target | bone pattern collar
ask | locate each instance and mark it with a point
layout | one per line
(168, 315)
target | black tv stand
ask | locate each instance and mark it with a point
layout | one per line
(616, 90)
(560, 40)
-----
▸ **Exercise prompt**: Present all of the data above as a numbered list, leaving out any blank lines.

▸ **Expected answer**:
1. target | bone pattern collar
2. ask | locate each instance and mark it with a point
3. layout | one per line
4. (168, 315)
5. target | black tv stand
6. ask | locate each instance and mark it with a point
7. layout | one per line
8. (616, 90)
9. (560, 40)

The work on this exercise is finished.